**OBJECTIVE**. Please tally the lines in the entries below that contain the string "shade", and reply with that number alone.
[begin DATA LINES]
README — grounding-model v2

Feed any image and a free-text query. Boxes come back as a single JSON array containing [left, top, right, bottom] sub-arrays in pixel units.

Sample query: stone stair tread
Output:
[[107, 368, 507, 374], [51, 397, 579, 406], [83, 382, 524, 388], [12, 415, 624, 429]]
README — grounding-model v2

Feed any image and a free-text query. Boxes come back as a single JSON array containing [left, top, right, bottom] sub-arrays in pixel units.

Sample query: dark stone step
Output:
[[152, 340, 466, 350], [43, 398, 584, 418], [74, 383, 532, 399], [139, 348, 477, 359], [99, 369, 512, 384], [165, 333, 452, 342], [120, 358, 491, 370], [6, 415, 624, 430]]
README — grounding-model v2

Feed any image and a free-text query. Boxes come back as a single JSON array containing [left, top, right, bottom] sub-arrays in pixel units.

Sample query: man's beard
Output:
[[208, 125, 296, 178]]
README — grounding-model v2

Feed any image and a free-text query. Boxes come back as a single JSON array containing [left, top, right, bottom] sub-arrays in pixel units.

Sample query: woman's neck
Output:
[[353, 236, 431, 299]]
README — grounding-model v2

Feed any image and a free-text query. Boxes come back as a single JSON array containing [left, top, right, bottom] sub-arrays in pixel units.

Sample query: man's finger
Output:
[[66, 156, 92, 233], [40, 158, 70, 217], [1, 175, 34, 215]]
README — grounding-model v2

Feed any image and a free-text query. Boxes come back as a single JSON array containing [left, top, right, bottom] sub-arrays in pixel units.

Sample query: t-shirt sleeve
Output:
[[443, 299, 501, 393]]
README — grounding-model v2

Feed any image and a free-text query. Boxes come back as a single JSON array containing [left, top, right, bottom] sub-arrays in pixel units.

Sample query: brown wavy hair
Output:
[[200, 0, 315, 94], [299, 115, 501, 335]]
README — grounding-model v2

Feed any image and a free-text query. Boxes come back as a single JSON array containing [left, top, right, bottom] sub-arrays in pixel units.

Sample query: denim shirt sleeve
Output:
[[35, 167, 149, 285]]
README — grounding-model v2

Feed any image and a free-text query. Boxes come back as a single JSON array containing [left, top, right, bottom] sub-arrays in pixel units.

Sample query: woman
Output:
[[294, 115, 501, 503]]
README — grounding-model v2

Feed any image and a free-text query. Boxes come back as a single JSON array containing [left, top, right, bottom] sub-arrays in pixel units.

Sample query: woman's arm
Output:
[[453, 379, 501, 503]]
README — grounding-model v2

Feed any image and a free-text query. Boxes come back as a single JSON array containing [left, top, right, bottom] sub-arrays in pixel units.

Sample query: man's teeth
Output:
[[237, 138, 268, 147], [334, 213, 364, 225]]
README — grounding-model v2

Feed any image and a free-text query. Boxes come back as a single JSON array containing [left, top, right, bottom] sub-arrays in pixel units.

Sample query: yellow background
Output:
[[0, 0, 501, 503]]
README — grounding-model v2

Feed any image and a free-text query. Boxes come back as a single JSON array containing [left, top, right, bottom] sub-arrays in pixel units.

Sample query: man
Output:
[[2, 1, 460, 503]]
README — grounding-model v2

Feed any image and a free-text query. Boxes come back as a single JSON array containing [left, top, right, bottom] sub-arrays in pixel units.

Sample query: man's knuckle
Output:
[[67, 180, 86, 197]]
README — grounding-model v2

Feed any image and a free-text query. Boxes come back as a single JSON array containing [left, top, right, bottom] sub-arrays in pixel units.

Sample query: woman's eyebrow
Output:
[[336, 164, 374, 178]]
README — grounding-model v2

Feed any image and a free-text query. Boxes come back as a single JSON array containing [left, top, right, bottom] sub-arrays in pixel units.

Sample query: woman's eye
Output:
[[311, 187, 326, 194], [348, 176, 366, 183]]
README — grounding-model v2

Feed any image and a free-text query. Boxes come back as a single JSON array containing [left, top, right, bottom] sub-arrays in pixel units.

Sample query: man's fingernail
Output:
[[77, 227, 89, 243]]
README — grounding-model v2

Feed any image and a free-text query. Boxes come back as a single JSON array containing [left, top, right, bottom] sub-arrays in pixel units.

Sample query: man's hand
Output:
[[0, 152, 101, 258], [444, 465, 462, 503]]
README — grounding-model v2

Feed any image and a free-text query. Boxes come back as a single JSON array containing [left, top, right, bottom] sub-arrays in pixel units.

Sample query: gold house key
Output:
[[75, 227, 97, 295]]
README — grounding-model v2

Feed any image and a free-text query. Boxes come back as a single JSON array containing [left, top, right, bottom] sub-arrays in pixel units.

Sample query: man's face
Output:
[end DATA LINES]
[begin DATA LINES]
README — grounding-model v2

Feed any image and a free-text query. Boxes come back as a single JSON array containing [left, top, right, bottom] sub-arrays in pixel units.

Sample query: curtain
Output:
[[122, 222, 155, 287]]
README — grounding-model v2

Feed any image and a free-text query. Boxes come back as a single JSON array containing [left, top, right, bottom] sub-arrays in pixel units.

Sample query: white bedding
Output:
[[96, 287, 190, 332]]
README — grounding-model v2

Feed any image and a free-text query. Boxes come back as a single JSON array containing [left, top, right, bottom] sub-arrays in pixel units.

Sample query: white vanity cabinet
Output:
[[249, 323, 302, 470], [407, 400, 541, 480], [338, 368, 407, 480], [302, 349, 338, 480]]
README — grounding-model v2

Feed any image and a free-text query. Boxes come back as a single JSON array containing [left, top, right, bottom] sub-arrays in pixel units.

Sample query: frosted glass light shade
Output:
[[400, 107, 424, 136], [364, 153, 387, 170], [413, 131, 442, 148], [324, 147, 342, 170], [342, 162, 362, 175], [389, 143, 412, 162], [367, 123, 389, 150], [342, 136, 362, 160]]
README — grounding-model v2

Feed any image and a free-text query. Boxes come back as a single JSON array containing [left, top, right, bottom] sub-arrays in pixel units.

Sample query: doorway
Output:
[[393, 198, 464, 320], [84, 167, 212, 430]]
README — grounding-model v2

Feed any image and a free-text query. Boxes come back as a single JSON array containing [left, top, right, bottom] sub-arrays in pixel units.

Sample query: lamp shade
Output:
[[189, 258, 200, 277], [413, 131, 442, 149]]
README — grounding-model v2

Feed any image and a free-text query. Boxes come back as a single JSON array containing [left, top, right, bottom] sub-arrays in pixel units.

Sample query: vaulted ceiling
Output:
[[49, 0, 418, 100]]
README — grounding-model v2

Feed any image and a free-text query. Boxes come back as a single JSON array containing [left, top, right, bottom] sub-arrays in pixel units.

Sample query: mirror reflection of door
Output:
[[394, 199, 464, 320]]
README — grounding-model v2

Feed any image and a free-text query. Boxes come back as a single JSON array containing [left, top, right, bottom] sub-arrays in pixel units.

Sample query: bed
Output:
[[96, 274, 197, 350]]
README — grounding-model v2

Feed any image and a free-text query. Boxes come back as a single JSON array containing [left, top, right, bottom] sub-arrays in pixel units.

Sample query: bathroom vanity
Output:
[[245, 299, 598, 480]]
[end DATA LINES]
**COMPLETE OUTPUT**. 2